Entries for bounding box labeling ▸
┄┄┄┄┄┄┄┄┄┄
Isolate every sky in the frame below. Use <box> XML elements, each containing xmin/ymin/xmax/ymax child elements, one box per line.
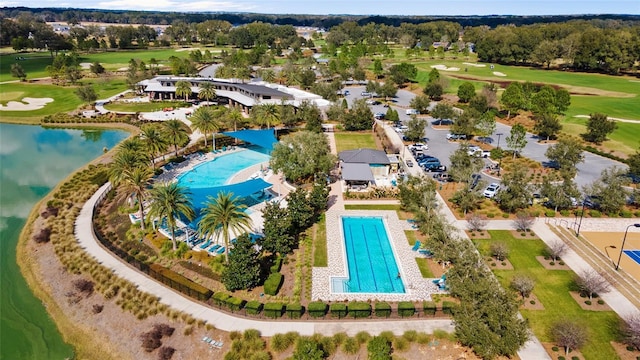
<box><xmin>7</xmin><ymin>0</ymin><xmax>640</xmax><ymax>15</ymax></box>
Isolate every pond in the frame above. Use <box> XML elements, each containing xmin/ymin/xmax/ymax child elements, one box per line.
<box><xmin>0</xmin><ymin>124</ymin><xmax>128</xmax><ymax>359</ymax></box>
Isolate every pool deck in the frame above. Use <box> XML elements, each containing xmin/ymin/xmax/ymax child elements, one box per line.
<box><xmin>311</xmin><ymin>208</ymin><xmax>441</xmax><ymax>301</ymax></box>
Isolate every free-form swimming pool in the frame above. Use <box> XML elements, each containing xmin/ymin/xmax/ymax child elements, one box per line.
<box><xmin>178</xmin><ymin>149</ymin><xmax>269</xmax><ymax>217</ymax></box>
<box><xmin>331</xmin><ymin>216</ymin><xmax>405</xmax><ymax>294</ymax></box>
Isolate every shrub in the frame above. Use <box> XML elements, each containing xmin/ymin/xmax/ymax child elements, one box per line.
<box><xmin>348</xmin><ymin>301</ymin><xmax>371</xmax><ymax>319</ymax></box>
<box><xmin>158</xmin><ymin>346</ymin><xmax>176</xmax><ymax>360</ymax></box>
<box><xmin>263</xmin><ymin>303</ymin><xmax>284</xmax><ymax>319</ymax></box>
<box><xmin>264</xmin><ymin>273</ymin><xmax>284</xmax><ymax>295</ymax></box>
<box><xmin>342</xmin><ymin>338</ymin><xmax>360</xmax><ymax>355</ymax></box>
<box><xmin>375</xmin><ymin>302</ymin><xmax>391</xmax><ymax>317</ymax></box>
<box><xmin>442</xmin><ymin>301</ymin><xmax>456</xmax><ymax>315</ymax></box>
<box><xmin>422</xmin><ymin>301</ymin><xmax>437</xmax><ymax>316</ymax></box>
<box><xmin>398</xmin><ymin>301</ymin><xmax>416</xmax><ymax>317</ymax></box>
<box><xmin>211</xmin><ymin>292</ymin><xmax>231</xmax><ymax>307</ymax></box>
<box><xmin>244</xmin><ymin>300</ymin><xmax>264</xmax><ymax>315</ymax></box>
<box><xmin>269</xmin><ymin>256</ymin><xmax>282</xmax><ymax>274</ymax></box>
<box><xmin>225</xmin><ymin>296</ymin><xmax>246</xmax><ymax>312</ymax></box>
<box><xmin>149</xmin><ymin>264</ymin><xmax>213</xmax><ymax>300</ymax></box>
<box><xmin>329</xmin><ymin>303</ymin><xmax>348</xmax><ymax>319</ymax></box>
<box><xmin>33</xmin><ymin>227</ymin><xmax>51</xmax><ymax>244</ymax></box>
<box><xmin>286</xmin><ymin>303</ymin><xmax>304</xmax><ymax>319</ymax></box>
<box><xmin>307</xmin><ymin>301</ymin><xmax>327</xmax><ymax>318</ymax></box>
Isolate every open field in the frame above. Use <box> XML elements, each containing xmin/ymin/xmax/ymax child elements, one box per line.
<box><xmin>474</xmin><ymin>231</ymin><xmax>619</xmax><ymax>360</ymax></box>
<box><xmin>335</xmin><ymin>132</ymin><xmax>376</xmax><ymax>152</ymax></box>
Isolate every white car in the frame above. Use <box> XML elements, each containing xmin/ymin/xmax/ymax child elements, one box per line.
<box><xmin>482</xmin><ymin>183</ymin><xmax>500</xmax><ymax>199</ymax></box>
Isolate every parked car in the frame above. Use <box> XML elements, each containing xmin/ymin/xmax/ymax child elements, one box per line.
<box><xmin>433</xmin><ymin>172</ymin><xmax>453</xmax><ymax>182</ymax></box>
<box><xmin>482</xmin><ymin>183</ymin><xmax>500</xmax><ymax>199</ymax></box>
<box><xmin>447</xmin><ymin>133</ymin><xmax>467</xmax><ymax>141</ymax></box>
<box><xmin>469</xmin><ymin>174</ymin><xmax>482</xmax><ymax>189</ymax></box>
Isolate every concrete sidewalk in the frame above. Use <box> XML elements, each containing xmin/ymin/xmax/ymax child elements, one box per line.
<box><xmin>75</xmin><ymin>183</ymin><xmax>454</xmax><ymax>336</ymax></box>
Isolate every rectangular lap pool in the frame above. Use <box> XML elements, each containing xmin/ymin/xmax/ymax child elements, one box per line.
<box><xmin>331</xmin><ymin>216</ymin><xmax>405</xmax><ymax>294</ymax></box>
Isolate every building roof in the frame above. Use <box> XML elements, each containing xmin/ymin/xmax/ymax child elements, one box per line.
<box><xmin>342</xmin><ymin>163</ymin><xmax>376</xmax><ymax>182</ymax></box>
<box><xmin>338</xmin><ymin>149</ymin><xmax>390</xmax><ymax>165</ymax></box>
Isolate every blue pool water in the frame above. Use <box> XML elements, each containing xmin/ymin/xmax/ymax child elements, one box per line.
<box><xmin>178</xmin><ymin>149</ymin><xmax>269</xmax><ymax>218</ymax></box>
<box><xmin>332</xmin><ymin>216</ymin><xmax>405</xmax><ymax>294</ymax></box>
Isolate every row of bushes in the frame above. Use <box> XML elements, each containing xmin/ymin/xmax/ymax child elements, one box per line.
<box><xmin>584</xmin><ymin>145</ymin><xmax>627</xmax><ymax>164</ymax></box>
<box><xmin>211</xmin><ymin>292</ymin><xmax>456</xmax><ymax>319</ymax></box>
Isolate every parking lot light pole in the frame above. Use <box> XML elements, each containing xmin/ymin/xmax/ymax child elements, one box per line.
<box><xmin>616</xmin><ymin>224</ymin><xmax>640</xmax><ymax>271</ymax></box>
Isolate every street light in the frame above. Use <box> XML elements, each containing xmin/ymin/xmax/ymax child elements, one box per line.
<box><xmin>616</xmin><ymin>224</ymin><xmax>640</xmax><ymax>270</ymax></box>
<box><xmin>604</xmin><ymin>245</ymin><xmax>618</xmax><ymax>265</ymax></box>
<box><xmin>496</xmin><ymin>133</ymin><xmax>503</xmax><ymax>176</ymax></box>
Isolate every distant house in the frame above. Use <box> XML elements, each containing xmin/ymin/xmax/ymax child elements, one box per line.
<box><xmin>338</xmin><ymin>149</ymin><xmax>391</xmax><ymax>187</ymax></box>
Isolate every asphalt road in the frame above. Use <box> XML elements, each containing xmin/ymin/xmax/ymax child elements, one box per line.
<box><xmin>345</xmin><ymin>86</ymin><xmax>628</xmax><ymax>189</ymax></box>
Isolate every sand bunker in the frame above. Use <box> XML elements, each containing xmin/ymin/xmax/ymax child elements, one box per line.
<box><xmin>176</xmin><ymin>48</ymin><xmax>200</xmax><ymax>52</ymax></box>
<box><xmin>0</xmin><ymin>98</ymin><xmax>53</xmax><ymax>111</ymax></box>
<box><xmin>431</xmin><ymin>64</ymin><xmax>460</xmax><ymax>71</ymax></box>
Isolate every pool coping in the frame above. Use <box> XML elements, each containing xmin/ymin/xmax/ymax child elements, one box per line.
<box><xmin>311</xmin><ymin>210</ymin><xmax>442</xmax><ymax>302</ymax></box>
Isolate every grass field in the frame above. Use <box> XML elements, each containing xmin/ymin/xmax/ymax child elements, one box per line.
<box><xmin>335</xmin><ymin>132</ymin><xmax>377</xmax><ymax>152</ymax></box>
<box><xmin>474</xmin><ymin>231</ymin><xmax>619</xmax><ymax>360</ymax></box>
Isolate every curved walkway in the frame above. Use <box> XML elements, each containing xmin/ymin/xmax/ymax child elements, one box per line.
<box><xmin>75</xmin><ymin>183</ymin><xmax>454</xmax><ymax>336</ymax></box>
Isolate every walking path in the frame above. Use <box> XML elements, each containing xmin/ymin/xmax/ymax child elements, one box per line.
<box><xmin>70</xmin><ymin>127</ymin><xmax>637</xmax><ymax>360</ymax></box>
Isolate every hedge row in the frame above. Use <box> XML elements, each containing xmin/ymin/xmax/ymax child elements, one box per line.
<box><xmin>149</xmin><ymin>264</ymin><xmax>213</xmax><ymax>300</ymax></box>
<box><xmin>264</xmin><ymin>273</ymin><xmax>284</xmax><ymax>295</ymax></box>
<box><xmin>211</xmin><ymin>300</ymin><xmax>456</xmax><ymax>319</ymax></box>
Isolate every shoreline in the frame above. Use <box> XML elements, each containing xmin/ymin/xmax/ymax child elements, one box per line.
<box><xmin>16</xmin><ymin>123</ymin><xmax>137</xmax><ymax>359</ymax></box>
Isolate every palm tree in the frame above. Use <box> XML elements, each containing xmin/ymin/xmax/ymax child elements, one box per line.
<box><xmin>109</xmin><ymin>147</ymin><xmax>148</xmax><ymax>185</ymax></box>
<box><xmin>198</xmin><ymin>193</ymin><xmax>251</xmax><ymax>264</ymax></box>
<box><xmin>149</xmin><ymin>182</ymin><xmax>195</xmax><ymax>251</ymax></box>
<box><xmin>176</xmin><ymin>80</ymin><xmax>192</xmax><ymax>101</ymax></box>
<box><xmin>198</xmin><ymin>81</ymin><xmax>216</xmax><ymax>102</ymax></box>
<box><xmin>256</xmin><ymin>104</ymin><xmax>280</xmax><ymax>135</ymax></box>
<box><xmin>191</xmin><ymin>107</ymin><xmax>220</xmax><ymax>150</ymax></box>
<box><xmin>140</xmin><ymin>124</ymin><xmax>167</xmax><ymax>169</ymax></box>
<box><xmin>114</xmin><ymin>166</ymin><xmax>153</xmax><ymax>230</ymax></box>
<box><xmin>162</xmin><ymin>119</ymin><xmax>189</xmax><ymax>157</ymax></box>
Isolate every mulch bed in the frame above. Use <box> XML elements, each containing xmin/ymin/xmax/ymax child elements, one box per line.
<box><xmin>569</xmin><ymin>291</ymin><xmax>611</xmax><ymax>311</ymax></box>
<box><xmin>485</xmin><ymin>258</ymin><xmax>513</xmax><ymax>270</ymax></box>
<box><xmin>542</xmin><ymin>343</ymin><xmax>584</xmax><ymax>360</ymax></box>
<box><xmin>610</xmin><ymin>341</ymin><xmax>640</xmax><ymax>360</ymax></box>
<box><xmin>465</xmin><ymin>230</ymin><xmax>491</xmax><ymax>239</ymax></box>
<box><xmin>520</xmin><ymin>293</ymin><xmax>544</xmax><ymax>310</ymax></box>
<box><xmin>536</xmin><ymin>256</ymin><xmax>571</xmax><ymax>270</ymax></box>
<box><xmin>511</xmin><ymin>230</ymin><xmax>538</xmax><ymax>239</ymax></box>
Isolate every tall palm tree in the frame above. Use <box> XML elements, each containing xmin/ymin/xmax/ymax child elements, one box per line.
<box><xmin>162</xmin><ymin>119</ymin><xmax>189</xmax><ymax>157</ymax></box>
<box><xmin>140</xmin><ymin>124</ymin><xmax>167</xmax><ymax>169</ymax></box>
<box><xmin>149</xmin><ymin>182</ymin><xmax>195</xmax><ymax>251</ymax></box>
<box><xmin>198</xmin><ymin>81</ymin><xmax>216</xmax><ymax>102</ymax></box>
<box><xmin>256</xmin><ymin>104</ymin><xmax>280</xmax><ymax>136</ymax></box>
<box><xmin>114</xmin><ymin>166</ymin><xmax>153</xmax><ymax>230</ymax></box>
<box><xmin>198</xmin><ymin>193</ymin><xmax>251</xmax><ymax>264</ymax></box>
<box><xmin>109</xmin><ymin>148</ymin><xmax>148</xmax><ymax>185</ymax></box>
<box><xmin>176</xmin><ymin>80</ymin><xmax>193</xmax><ymax>101</ymax></box>
<box><xmin>191</xmin><ymin>107</ymin><xmax>220</xmax><ymax>150</ymax></box>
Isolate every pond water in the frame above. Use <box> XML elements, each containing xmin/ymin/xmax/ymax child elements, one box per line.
<box><xmin>0</xmin><ymin>124</ymin><xmax>128</xmax><ymax>359</ymax></box>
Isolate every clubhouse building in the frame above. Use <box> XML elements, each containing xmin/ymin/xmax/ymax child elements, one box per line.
<box><xmin>138</xmin><ymin>76</ymin><xmax>330</xmax><ymax>112</ymax></box>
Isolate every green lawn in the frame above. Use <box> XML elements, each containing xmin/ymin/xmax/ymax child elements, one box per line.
<box><xmin>474</xmin><ymin>230</ymin><xmax>619</xmax><ymax>360</ymax></box>
<box><xmin>313</xmin><ymin>214</ymin><xmax>328</xmax><ymax>267</ymax></box>
<box><xmin>104</xmin><ymin>101</ymin><xmax>191</xmax><ymax>112</ymax></box>
<box><xmin>416</xmin><ymin>258</ymin><xmax>436</xmax><ymax>279</ymax></box>
<box><xmin>335</xmin><ymin>132</ymin><xmax>377</xmax><ymax>152</ymax></box>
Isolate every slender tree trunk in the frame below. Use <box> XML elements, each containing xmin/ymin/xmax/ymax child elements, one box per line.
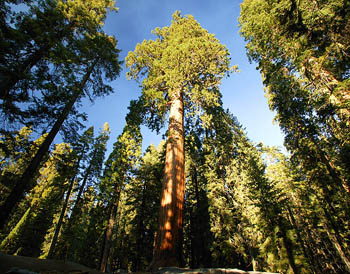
<box><xmin>287</xmin><ymin>205</ymin><xmax>320</xmax><ymax>274</ymax></box>
<box><xmin>47</xmin><ymin>176</ymin><xmax>75</xmax><ymax>259</ymax></box>
<box><xmin>134</xmin><ymin>181</ymin><xmax>147</xmax><ymax>271</ymax></box>
<box><xmin>278</xmin><ymin>217</ymin><xmax>300</xmax><ymax>274</ymax></box>
<box><xmin>100</xmin><ymin>186</ymin><xmax>120</xmax><ymax>272</ymax></box>
<box><xmin>0</xmin><ymin>61</ymin><xmax>97</xmax><ymax>229</ymax></box>
<box><xmin>151</xmin><ymin>89</ymin><xmax>185</xmax><ymax>269</ymax></box>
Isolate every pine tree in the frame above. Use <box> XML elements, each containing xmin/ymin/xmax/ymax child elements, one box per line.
<box><xmin>99</xmin><ymin>101</ymin><xmax>142</xmax><ymax>272</ymax></box>
<box><xmin>126</xmin><ymin>12</ymin><xmax>230</xmax><ymax>268</ymax></box>
<box><xmin>0</xmin><ymin>1</ymin><xmax>120</xmax><ymax>227</ymax></box>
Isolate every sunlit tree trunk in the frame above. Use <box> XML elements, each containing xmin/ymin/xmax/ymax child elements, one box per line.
<box><xmin>99</xmin><ymin>186</ymin><xmax>120</xmax><ymax>273</ymax></box>
<box><xmin>151</xmin><ymin>90</ymin><xmax>185</xmax><ymax>269</ymax></box>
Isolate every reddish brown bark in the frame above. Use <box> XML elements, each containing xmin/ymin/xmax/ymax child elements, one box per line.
<box><xmin>151</xmin><ymin>90</ymin><xmax>185</xmax><ymax>269</ymax></box>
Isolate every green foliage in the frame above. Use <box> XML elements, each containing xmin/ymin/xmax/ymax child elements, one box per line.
<box><xmin>126</xmin><ymin>11</ymin><xmax>233</xmax><ymax>133</ymax></box>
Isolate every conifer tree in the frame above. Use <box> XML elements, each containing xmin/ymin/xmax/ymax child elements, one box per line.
<box><xmin>99</xmin><ymin>101</ymin><xmax>142</xmax><ymax>272</ymax></box>
<box><xmin>0</xmin><ymin>0</ymin><xmax>120</xmax><ymax>227</ymax></box>
<box><xmin>126</xmin><ymin>12</ymin><xmax>230</xmax><ymax>268</ymax></box>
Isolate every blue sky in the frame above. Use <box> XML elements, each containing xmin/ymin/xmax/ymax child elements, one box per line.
<box><xmin>83</xmin><ymin>0</ymin><xmax>283</xmax><ymax>153</ymax></box>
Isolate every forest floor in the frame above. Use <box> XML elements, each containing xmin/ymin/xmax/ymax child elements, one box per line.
<box><xmin>0</xmin><ymin>253</ymin><xmax>273</xmax><ymax>274</ymax></box>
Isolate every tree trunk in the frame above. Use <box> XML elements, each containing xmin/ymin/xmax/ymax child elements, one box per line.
<box><xmin>100</xmin><ymin>186</ymin><xmax>120</xmax><ymax>273</ymax></box>
<box><xmin>47</xmin><ymin>176</ymin><xmax>75</xmax><ymax>259</ymax></box>
<box><xmin>151</xmin><ymin>90</ymin><xmax>185</xmax><ymax>269</ymax></box>
<box><xmin>0</xmin><ymin>61</ymin><xmax>97</xmax><ymax>229</ymax></box>
<box><xmin>278</xmin><ymin>217</ymin><xmax>300</xmax><ymax>274</ymax></box>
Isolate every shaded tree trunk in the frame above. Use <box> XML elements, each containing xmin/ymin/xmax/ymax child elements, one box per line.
<box><xmin>151</xmin><ymin>90</ymin><xmax>185</xmax><ymax>269</ymax></box>
<box><xmin>278</xmin><ymin>217</ymin><xmax>300</xmax><ymax>274</ymax></box>
<box><xmin>47</xmin><ymin>176</ymin><xmax>75</xmax><ymax>259</ymax></box>
<box><xmin>0</xmin><ymin>61</ymin><xmax>97</xmax><ymax>229</ymax></box>
<box><xmin>99</xmin><ymin>185</ymin><xmax>121</xmax><ymax>272</ymax></box>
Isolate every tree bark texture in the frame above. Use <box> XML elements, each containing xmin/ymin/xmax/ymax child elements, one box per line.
<box><xmin>151</xmin><ymin>90</ymin><xmax>185</xmax><ymax>269</ymax></box>
<box><xmin>47</xmin><ymin>176</ymin><xmax>75</xmax><ymax>259</ymax></box>
<box><xmin>100</xmin><ymin>186</ymin><xmax>120</xmax><ymax>273</ymax></box>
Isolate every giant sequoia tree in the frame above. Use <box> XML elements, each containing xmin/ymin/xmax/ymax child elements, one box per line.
<box><xmin>126</xmin><ymin>12</ymin><xmax>230</xmax><ymax>267</ymax></box>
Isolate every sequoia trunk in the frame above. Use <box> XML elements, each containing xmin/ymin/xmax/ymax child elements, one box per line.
<box><xmin>151</xmin><ymin>90</ymin><xmax>185</xmax><ymax>269</ymax></box>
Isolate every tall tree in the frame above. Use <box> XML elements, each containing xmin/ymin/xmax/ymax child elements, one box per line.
<box><xmin>0</xmin><ymin>0</ymin><xmax>120</xmax><ymax>227</ymax></box>
<box><xmin>99</xmin><ymin>101</ymin><xmax>142</xmax><ymax>272</ymax></box>
<box><xmin>126</xmin><ymin>11</ymin><xmax>230</xmax><ymax>268</ymax></box>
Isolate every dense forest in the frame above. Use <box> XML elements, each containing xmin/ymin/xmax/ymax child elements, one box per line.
<box><xmin>0</xmin><ymin>0</ymin><xmax>350</xmax><ymax>274</ymax></box>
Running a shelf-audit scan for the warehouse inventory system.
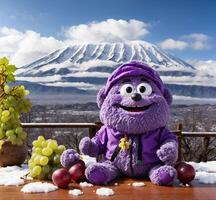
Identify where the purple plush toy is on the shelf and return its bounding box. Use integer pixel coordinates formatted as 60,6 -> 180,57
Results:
61,61 -> 178,185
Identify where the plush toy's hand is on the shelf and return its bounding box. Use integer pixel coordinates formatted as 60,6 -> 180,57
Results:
79,137 -> 99,157
157,142 -> 178,165
60,149 -> 80,168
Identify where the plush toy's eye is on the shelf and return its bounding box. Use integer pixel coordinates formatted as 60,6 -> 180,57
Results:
137,83 -> 152,96
120,84 -> 134,96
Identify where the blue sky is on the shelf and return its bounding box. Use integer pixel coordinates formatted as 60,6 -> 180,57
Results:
0,0 -> 216,64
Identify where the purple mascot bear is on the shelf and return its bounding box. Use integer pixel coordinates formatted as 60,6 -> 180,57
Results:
61,61 -> 178,185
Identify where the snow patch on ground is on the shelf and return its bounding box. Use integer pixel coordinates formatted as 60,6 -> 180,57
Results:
21,182 -> 58,193
68,189 -> 83,196
0,165 -> 28,186
96,187 -> 114,196
132,182 -> 145,187
188,161 -> 216,184
80,182 -> 93,187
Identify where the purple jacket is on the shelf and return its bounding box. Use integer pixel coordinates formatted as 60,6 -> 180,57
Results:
92,125 -> 177,176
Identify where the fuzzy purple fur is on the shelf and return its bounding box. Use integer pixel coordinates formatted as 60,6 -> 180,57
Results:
85,161 -> 120,184
149,165 -> 177,185
60,149 -> 80,168
97,77 -> 169,134
79,137 -> 99,157
61,62 -> 178,185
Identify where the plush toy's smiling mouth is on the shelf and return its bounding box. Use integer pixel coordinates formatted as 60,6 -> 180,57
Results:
119,104 -> 151,112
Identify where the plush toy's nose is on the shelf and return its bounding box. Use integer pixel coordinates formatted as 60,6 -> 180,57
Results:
131,93 -> 142,101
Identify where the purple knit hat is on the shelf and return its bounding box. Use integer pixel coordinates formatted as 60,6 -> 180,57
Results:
103,61 -> 164,97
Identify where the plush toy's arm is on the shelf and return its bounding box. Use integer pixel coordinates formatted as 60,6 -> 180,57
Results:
79,126 -> 107,157
157,128 -> 178,165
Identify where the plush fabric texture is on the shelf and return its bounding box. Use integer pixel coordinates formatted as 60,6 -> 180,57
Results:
62,61 -> 178,185
60,149 -> 80,168
149,165 -> 177,185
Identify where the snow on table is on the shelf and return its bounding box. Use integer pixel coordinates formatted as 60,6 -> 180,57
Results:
96,187 -> 114,196
21,182 -> 58,193
188,161 -> 216,184
80,182 -> 93,187
0,165 -> 28,186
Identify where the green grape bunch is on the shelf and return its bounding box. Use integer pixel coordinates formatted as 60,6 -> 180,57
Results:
28,136 -> 66,180
0,57 -> 32,150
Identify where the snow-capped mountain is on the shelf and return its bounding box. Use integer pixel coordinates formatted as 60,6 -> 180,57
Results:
17,41 -> 216,97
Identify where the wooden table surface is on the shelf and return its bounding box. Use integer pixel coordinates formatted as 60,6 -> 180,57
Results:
0,179 -> 216,200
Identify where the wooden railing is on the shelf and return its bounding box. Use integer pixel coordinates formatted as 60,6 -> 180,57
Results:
21,122 -> 216,161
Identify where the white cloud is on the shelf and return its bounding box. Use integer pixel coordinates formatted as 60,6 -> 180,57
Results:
182,33 -> 211,50
159,38 -> 188,50
159,33 -> 212,50
65,19 -> 149,42
187,60 -> 216,77
0,27 -> 63,67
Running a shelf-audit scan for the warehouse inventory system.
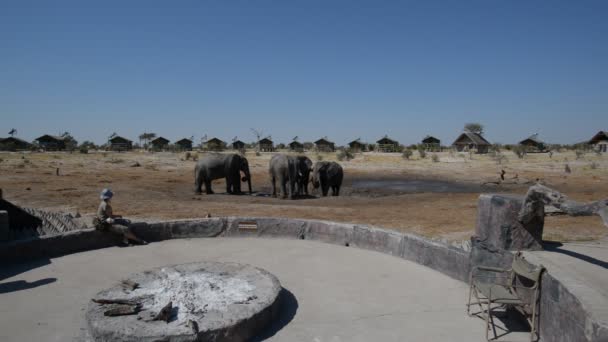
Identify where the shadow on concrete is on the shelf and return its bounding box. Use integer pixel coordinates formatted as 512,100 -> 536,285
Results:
251,287 -> 298,342
0,278 -> 57,294
0,258 -> 51,280
543,242 -> 608,269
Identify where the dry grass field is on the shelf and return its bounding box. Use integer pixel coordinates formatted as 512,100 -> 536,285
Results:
0,151 -> 608,241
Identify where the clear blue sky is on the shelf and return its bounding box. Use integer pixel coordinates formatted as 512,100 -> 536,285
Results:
0,0 -> 608,144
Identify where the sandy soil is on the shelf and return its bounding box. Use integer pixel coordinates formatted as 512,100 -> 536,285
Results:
0,151 -> 608,241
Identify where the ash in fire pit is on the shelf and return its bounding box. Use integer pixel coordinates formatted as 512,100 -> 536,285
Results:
87,262 -> 281,341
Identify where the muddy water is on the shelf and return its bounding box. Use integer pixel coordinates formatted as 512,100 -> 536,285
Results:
351,179 -> 484,193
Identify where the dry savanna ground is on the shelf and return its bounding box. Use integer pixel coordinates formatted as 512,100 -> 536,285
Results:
0,151 -> 608,241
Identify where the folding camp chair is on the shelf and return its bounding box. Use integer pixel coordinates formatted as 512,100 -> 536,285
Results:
467,252 -> 545,341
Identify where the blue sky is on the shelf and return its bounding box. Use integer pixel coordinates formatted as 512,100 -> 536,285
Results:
0,0 -> 608,144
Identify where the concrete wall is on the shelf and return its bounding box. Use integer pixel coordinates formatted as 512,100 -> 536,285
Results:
┄┄┄┄┄┄┄┄┄┄
Stated exercise ▸ Reproduce everything in the listing from the line containing "Identify where the white" down to the line containing "0,27 -> 63,67", both included, with the requests unchanged; in the answers, scale every bounding box coordinate by 2.35, rounding to whole numbers with halves rounded up.

Right answer ▸
Identify where the white cloud is on the shelf and return its bounding box. Use integer pixel coordinates formatted as 60,6 -> 180,57
Results:
428,78 -> 496,118
374,89 -> 442,118
374,78 -> 498,118
153,45 -> 350,99
439,141 -> 508,181
0,63 -> 148,157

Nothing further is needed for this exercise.